# start of Data shown
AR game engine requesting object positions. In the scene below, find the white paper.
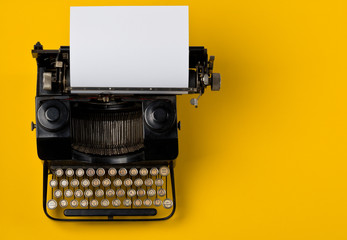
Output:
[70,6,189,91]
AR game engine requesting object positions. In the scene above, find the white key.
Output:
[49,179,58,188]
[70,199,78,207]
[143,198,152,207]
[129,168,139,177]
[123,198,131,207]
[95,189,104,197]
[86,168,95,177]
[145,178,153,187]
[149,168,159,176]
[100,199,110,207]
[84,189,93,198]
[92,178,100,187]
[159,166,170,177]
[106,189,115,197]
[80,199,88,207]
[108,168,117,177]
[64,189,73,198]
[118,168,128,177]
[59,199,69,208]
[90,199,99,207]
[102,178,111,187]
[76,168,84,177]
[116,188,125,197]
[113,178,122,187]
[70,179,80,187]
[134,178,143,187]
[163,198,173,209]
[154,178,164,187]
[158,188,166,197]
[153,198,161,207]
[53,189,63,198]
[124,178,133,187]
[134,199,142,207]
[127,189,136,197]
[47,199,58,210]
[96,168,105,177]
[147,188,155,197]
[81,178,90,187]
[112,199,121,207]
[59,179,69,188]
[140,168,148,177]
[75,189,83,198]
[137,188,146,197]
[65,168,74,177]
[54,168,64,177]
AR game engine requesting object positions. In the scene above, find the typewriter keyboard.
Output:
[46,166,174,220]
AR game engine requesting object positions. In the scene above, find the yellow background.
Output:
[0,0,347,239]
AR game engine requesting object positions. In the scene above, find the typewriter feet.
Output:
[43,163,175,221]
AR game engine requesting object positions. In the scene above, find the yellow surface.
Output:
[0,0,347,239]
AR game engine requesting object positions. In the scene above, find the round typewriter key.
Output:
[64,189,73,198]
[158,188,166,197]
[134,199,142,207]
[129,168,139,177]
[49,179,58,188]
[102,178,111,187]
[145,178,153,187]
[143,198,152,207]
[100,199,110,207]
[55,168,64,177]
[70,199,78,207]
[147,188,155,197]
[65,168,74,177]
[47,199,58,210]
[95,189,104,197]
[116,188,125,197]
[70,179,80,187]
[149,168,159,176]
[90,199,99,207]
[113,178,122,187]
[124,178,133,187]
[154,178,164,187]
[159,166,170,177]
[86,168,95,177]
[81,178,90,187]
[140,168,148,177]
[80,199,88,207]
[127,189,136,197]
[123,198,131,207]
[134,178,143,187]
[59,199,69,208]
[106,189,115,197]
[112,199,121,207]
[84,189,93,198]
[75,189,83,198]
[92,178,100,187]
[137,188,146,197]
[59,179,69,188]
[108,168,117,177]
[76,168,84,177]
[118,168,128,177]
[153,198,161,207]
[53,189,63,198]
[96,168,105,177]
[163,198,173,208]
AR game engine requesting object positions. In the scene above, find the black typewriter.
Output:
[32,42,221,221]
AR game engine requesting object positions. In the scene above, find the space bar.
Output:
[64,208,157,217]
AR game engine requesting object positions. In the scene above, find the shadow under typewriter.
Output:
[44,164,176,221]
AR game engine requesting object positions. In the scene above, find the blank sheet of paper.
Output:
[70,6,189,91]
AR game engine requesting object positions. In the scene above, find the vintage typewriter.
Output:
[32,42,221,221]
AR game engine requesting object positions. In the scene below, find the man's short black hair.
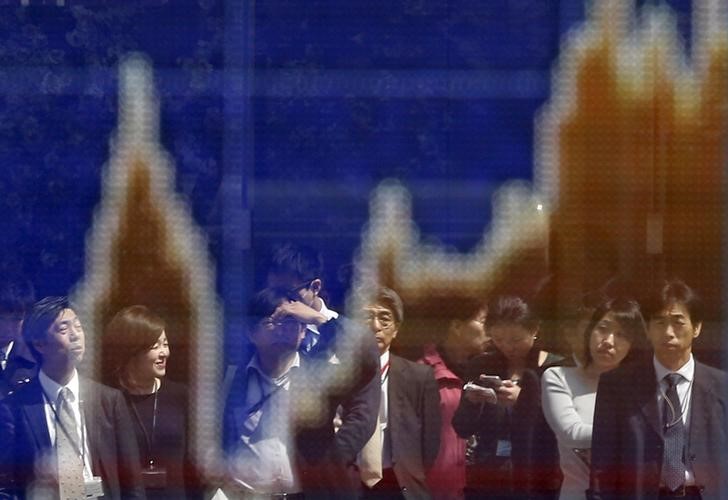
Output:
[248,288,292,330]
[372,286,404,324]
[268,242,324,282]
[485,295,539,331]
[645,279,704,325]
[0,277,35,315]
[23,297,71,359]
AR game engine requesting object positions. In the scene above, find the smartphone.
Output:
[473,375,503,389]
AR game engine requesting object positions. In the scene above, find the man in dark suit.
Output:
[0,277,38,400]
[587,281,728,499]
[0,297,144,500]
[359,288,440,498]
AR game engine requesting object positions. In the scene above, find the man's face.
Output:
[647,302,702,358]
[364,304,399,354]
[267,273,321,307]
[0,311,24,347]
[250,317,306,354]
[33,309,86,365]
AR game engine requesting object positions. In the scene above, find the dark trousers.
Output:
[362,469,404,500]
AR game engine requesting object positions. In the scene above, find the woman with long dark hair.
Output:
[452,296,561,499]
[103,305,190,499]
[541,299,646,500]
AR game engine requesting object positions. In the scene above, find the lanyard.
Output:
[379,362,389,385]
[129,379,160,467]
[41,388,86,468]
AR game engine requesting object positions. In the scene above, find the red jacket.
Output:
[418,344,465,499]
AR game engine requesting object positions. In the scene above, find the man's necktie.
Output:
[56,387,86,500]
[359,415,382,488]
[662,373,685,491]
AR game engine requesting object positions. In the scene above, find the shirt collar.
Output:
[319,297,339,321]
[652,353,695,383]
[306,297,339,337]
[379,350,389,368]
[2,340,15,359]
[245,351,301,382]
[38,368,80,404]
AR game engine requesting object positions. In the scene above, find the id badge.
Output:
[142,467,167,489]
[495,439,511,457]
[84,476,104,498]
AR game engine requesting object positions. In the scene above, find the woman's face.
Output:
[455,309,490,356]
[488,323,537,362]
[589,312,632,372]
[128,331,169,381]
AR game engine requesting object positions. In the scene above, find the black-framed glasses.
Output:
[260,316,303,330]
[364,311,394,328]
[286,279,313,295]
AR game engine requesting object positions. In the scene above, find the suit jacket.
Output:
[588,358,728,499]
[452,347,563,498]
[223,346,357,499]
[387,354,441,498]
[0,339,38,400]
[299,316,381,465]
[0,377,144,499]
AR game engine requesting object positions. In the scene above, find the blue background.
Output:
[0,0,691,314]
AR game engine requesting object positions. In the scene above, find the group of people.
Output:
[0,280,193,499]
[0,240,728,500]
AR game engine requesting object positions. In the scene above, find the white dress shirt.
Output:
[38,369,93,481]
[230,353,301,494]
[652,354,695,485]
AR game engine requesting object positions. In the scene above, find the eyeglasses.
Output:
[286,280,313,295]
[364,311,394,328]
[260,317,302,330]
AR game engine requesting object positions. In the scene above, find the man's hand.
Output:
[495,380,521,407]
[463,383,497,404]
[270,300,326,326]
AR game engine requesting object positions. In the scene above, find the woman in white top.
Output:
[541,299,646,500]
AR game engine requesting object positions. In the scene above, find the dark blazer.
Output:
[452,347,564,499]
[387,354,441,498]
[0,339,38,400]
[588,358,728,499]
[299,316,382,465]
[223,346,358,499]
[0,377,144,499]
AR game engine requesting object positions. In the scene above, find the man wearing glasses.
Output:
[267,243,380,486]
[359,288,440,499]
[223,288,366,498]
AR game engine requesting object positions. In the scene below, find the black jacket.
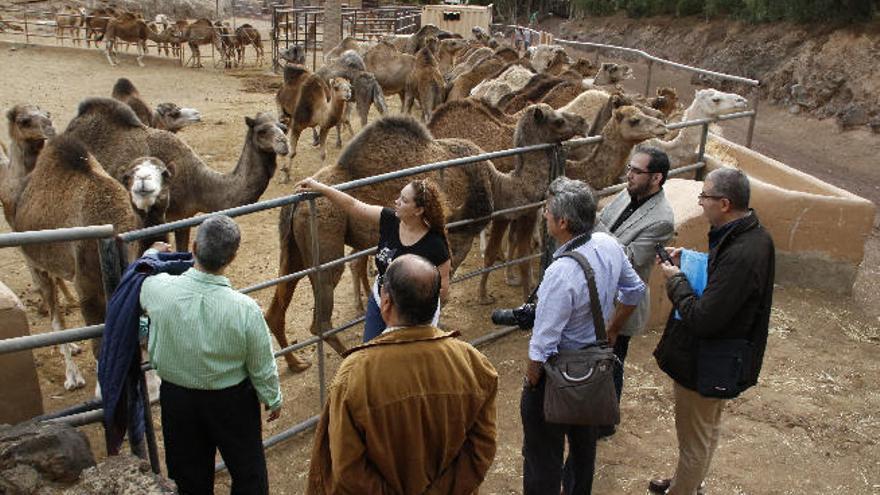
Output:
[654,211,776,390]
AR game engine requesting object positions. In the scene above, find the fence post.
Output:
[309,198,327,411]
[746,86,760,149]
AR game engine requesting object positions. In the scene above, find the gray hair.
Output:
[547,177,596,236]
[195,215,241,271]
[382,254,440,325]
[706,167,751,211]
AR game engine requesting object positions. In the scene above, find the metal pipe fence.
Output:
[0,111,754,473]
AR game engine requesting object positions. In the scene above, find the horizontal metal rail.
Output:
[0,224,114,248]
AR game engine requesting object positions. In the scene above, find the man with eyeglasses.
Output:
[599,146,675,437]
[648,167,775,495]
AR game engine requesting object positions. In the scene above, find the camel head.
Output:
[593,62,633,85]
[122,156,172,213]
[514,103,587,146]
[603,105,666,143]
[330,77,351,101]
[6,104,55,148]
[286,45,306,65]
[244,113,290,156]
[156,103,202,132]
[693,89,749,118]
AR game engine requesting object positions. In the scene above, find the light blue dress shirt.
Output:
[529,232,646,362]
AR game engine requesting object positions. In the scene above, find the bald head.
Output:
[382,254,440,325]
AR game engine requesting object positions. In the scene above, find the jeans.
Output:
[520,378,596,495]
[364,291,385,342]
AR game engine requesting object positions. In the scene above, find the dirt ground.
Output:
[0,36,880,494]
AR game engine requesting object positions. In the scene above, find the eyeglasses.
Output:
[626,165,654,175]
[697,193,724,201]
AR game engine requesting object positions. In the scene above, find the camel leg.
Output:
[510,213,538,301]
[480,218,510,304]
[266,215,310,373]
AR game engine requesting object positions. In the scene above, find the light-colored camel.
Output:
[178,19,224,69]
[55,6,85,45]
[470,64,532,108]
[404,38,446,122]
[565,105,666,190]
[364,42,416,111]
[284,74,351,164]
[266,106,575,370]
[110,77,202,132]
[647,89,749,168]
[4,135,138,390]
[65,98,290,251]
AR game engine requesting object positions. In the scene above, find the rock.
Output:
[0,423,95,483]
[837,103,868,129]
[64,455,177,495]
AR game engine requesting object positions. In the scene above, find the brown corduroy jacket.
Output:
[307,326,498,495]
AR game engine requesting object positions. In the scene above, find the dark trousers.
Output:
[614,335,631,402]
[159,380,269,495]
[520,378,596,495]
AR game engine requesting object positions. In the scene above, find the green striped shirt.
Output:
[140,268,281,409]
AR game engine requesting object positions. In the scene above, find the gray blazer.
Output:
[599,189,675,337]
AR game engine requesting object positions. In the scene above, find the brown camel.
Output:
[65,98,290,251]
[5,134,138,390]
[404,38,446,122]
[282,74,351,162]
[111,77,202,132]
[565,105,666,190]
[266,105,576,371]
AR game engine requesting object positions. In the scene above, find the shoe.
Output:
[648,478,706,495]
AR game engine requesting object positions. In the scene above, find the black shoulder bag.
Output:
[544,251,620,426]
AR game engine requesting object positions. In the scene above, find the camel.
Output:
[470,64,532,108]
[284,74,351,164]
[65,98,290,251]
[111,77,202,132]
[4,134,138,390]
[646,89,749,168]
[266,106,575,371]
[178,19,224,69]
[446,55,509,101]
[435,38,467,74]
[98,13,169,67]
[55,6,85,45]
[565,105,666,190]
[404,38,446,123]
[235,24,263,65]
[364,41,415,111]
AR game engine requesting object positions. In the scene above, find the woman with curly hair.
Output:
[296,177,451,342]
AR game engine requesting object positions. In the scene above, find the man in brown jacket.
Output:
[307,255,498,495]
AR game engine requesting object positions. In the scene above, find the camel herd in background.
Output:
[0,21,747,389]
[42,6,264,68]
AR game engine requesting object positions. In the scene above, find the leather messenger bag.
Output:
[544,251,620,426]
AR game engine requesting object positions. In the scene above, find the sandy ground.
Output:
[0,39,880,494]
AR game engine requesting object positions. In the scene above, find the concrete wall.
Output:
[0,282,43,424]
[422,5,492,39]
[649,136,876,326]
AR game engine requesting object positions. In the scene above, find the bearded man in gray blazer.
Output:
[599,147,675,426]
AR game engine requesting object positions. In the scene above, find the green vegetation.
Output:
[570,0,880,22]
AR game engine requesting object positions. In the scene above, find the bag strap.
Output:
# end of Data shown
# start of Data shown
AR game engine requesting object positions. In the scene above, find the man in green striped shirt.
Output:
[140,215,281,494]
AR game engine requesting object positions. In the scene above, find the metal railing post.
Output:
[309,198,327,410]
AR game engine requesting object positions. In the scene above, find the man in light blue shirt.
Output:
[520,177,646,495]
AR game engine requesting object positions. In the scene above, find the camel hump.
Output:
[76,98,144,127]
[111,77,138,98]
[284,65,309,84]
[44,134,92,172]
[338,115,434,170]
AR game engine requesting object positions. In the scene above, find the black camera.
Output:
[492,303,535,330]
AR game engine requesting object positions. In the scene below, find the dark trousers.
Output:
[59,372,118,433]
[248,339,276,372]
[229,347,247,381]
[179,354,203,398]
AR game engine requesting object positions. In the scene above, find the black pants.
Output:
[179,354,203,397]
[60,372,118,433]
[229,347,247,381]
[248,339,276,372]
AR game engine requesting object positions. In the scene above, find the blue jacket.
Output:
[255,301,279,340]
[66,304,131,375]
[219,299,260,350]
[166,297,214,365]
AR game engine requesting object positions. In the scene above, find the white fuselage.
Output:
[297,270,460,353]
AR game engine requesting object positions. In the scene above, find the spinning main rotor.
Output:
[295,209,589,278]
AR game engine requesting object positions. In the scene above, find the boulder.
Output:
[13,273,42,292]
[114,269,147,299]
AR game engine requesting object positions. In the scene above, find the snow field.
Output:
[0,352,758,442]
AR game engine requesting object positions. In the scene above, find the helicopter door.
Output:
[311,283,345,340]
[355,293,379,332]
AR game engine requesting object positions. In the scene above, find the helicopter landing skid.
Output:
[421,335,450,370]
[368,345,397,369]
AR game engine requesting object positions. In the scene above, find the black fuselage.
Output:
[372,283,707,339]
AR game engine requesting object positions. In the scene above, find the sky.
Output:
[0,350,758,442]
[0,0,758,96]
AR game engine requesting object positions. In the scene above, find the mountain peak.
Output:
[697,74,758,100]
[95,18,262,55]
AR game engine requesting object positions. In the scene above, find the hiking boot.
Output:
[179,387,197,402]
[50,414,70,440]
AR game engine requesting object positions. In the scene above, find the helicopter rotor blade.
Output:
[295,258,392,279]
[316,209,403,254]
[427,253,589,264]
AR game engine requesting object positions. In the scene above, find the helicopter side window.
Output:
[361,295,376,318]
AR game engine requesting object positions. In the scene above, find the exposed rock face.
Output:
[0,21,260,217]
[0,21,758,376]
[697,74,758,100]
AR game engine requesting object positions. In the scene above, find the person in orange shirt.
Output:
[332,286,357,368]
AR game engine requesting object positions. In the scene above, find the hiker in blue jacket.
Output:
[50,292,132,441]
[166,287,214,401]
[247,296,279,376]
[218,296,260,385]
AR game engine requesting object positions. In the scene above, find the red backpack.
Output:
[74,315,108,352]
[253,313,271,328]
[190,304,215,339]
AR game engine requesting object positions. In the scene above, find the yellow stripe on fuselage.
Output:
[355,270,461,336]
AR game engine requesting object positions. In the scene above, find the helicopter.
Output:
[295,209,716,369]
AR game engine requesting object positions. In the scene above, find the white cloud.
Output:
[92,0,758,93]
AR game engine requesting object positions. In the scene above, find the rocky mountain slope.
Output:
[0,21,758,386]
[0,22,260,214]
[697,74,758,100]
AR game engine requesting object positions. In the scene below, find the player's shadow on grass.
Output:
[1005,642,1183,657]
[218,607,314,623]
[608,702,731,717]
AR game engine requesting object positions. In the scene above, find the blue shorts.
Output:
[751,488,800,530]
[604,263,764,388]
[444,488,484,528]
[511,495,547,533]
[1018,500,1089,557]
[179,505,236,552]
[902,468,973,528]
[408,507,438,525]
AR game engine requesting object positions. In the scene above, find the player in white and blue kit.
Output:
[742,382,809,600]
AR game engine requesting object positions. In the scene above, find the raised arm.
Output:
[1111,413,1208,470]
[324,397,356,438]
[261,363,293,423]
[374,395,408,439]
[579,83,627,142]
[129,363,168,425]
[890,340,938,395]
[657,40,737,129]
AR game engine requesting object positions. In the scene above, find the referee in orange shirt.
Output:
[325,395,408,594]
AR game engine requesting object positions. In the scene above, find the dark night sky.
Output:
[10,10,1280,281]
# end of Data shown
# start of Data shown
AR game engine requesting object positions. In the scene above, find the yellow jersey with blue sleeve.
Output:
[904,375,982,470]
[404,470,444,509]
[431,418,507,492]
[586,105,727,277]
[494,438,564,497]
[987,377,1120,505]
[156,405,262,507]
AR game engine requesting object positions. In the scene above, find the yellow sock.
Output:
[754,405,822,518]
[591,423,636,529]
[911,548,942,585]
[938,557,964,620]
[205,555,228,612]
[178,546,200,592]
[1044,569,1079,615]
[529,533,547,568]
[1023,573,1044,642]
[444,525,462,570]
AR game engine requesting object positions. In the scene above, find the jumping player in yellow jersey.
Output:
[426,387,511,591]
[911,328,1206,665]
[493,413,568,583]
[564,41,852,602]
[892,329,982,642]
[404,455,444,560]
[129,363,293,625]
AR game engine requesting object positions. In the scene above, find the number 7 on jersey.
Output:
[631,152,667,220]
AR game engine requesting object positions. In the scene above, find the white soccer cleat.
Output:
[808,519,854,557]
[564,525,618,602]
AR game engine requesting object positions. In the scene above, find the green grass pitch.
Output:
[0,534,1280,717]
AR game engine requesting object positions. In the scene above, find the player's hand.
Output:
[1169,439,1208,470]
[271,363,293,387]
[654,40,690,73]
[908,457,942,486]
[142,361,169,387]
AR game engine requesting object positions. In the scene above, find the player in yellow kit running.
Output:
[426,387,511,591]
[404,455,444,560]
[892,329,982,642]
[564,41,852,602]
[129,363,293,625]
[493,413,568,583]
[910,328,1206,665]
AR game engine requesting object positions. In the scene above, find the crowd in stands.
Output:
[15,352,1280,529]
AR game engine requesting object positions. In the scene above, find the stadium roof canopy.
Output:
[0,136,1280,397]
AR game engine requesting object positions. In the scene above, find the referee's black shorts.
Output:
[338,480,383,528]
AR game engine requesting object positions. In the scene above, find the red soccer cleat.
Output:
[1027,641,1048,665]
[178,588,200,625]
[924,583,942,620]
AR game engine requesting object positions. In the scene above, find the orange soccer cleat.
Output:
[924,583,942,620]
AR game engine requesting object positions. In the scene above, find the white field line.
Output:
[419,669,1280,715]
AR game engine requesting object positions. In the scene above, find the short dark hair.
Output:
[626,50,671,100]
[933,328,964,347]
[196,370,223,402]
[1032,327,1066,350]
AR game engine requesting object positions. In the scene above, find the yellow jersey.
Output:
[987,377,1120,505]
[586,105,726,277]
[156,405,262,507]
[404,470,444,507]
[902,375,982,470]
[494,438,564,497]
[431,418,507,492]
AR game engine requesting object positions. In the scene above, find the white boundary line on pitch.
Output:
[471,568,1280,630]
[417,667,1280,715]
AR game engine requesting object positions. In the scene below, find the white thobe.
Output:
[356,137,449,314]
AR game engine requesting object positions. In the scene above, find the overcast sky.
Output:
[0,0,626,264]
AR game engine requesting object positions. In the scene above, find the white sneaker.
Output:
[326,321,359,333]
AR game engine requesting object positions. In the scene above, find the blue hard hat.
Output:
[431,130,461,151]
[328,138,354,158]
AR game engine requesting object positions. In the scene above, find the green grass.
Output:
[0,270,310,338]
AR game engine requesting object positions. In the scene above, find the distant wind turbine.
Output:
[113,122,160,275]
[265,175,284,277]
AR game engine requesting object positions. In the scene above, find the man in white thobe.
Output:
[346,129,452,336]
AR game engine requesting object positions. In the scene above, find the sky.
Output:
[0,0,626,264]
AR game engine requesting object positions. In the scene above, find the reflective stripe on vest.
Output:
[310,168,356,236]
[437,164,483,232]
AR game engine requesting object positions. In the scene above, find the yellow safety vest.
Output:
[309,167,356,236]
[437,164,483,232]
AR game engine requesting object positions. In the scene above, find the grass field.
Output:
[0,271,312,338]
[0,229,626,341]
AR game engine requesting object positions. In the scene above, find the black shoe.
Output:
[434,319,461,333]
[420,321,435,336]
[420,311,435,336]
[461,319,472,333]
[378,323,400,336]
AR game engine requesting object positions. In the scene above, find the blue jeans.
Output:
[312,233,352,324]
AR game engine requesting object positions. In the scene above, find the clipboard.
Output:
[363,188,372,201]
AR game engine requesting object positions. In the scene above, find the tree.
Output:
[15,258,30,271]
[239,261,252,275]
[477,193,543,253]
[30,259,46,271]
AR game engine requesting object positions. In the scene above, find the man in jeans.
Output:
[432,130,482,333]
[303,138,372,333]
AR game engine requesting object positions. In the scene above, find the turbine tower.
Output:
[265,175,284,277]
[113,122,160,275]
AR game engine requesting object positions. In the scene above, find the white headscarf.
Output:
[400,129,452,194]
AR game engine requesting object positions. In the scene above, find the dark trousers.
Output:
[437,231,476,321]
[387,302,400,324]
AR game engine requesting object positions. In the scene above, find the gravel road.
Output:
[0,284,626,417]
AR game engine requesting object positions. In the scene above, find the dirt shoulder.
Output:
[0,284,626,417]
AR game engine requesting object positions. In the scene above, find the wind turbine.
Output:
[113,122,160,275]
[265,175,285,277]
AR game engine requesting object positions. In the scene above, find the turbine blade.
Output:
# end of Data shown
Put the data lines starting at the one containing "the concrete wall." and ending at the one containing "[570,0,880,22]" into a Markdown table with the columns Row and Data line. Number each row, and leave out any blank lines.

| Row | Data line |
|---|---|
| 1 | AR game engine requesting object positions. In the scene above, find the concrete wall. |
| 2 | Output: |
| 3 | [0,282,43,424] |
| 4 | [422,5,492,39] |
| 5 | [649,136,876,326] |
| 6 | AR game engine requesting object positions. In the scene above, find the bearded man in gray blazer. |
| 7 | Output: |
| 8 | [599,147,675,426] |
| 9 | AR game engine requesting object positions. In the scene above, find the green vegetation. |
| 10 | Output: |
| 11 | [570,0,880,22] |